* START *
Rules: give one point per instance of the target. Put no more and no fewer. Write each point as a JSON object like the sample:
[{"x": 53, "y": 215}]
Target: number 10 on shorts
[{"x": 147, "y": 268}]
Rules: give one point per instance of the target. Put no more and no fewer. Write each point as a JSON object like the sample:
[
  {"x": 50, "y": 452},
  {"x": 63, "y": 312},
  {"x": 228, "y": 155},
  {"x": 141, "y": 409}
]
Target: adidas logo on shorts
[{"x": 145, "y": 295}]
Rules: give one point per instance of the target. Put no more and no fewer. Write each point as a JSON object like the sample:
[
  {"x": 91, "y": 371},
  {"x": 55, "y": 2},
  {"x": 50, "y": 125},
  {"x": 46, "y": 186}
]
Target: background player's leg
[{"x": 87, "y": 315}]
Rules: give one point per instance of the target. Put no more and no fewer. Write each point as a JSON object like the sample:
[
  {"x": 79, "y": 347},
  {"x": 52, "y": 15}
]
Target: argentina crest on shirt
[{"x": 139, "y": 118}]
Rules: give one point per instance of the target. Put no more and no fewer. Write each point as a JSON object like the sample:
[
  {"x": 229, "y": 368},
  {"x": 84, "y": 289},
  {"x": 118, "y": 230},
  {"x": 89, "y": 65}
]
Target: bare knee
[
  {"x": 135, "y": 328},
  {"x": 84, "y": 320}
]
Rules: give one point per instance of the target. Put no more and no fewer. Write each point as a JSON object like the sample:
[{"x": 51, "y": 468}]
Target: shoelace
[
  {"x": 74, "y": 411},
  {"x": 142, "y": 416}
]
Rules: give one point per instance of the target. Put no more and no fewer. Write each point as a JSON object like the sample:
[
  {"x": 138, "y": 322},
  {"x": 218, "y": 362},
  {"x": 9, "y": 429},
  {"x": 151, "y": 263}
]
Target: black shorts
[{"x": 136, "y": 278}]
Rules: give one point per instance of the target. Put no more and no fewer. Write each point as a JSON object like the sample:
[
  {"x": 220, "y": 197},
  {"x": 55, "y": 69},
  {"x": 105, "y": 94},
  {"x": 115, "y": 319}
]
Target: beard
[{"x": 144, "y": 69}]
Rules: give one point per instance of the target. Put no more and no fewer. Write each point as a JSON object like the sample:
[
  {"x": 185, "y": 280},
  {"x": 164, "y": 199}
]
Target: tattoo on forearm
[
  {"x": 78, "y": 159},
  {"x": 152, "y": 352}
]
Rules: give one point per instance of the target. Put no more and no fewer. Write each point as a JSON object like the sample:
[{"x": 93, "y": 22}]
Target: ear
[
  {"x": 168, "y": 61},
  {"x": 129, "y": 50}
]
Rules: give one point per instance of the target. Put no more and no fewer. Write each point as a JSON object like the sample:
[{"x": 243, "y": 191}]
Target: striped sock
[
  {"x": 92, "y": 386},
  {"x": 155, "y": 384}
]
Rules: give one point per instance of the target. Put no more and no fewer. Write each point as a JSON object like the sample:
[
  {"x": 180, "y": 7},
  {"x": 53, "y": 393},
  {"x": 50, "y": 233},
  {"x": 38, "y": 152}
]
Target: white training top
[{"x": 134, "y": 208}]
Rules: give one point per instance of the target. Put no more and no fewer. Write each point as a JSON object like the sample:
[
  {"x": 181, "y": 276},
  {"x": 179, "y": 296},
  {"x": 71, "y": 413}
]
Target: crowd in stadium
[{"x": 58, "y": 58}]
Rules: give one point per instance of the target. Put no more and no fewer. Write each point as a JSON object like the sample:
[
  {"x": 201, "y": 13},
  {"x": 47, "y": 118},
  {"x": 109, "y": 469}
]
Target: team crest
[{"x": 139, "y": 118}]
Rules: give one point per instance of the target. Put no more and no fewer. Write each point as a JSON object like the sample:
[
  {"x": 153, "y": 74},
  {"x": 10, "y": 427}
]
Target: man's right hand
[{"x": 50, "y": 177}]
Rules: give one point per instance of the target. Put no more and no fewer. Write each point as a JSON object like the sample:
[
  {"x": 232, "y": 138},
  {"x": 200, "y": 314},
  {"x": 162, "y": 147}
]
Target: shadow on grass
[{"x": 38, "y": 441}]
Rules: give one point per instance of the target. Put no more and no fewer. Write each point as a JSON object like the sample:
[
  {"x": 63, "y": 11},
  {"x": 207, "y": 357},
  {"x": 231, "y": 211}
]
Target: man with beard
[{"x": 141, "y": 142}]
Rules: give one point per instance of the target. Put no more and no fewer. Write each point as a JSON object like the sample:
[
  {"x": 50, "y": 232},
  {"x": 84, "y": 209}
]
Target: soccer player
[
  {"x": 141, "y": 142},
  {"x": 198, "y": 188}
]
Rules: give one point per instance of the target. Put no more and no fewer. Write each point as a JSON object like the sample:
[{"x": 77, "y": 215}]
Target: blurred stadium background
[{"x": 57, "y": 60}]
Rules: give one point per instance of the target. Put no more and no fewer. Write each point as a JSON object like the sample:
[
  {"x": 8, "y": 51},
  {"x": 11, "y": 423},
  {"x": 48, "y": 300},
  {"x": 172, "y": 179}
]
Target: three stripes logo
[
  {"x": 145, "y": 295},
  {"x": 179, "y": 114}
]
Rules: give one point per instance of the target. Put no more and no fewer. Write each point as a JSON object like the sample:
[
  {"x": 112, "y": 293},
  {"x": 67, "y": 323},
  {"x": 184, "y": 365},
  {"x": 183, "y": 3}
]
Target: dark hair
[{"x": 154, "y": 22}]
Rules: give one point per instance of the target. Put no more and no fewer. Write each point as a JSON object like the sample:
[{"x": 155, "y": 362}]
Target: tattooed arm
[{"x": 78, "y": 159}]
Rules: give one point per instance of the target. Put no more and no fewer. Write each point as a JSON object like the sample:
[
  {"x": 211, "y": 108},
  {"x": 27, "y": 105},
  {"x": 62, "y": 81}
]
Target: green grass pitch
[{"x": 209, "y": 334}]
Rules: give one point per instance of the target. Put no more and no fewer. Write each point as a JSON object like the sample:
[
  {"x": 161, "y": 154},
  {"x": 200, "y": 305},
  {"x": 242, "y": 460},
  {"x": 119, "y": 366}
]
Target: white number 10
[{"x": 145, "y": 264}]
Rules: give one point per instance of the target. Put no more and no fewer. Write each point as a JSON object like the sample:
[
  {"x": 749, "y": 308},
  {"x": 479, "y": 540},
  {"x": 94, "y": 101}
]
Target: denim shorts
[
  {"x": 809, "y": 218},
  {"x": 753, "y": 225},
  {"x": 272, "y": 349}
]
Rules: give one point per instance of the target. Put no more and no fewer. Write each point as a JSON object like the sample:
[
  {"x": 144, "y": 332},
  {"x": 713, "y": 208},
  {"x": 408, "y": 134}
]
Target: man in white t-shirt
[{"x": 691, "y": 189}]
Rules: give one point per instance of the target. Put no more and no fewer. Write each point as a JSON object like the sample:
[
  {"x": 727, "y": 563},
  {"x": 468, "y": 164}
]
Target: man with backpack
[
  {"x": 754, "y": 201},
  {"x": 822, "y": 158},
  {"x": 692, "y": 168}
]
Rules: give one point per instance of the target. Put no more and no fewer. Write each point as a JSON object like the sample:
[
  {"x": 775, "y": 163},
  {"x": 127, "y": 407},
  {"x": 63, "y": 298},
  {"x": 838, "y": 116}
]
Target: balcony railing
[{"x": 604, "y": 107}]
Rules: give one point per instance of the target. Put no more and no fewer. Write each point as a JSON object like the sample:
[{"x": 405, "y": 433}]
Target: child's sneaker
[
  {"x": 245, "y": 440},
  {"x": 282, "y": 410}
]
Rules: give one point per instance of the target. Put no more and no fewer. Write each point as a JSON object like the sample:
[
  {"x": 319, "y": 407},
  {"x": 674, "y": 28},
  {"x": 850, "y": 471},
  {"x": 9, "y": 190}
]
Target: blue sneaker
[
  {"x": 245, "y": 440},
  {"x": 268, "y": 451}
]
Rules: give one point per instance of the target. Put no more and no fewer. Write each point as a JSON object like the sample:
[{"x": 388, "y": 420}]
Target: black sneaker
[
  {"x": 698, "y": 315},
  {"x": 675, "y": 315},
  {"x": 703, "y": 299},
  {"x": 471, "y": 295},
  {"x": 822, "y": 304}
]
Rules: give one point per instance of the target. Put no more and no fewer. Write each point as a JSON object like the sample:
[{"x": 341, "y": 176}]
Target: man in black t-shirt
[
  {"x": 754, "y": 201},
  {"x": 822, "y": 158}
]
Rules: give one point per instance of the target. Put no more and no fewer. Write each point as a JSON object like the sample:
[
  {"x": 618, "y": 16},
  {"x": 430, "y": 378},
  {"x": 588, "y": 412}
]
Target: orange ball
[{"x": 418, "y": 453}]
* END *
◆ Aim of the task ◆
Collect each line of the data above that contains the word "shorts" and copy those lines in full, in their original order. Treat the match as case-sensitive.

◆ Final answer ◆
Target: number 10 on shorts
Target: adidas logo on shorts
Target: black shorts
Target: denim shorts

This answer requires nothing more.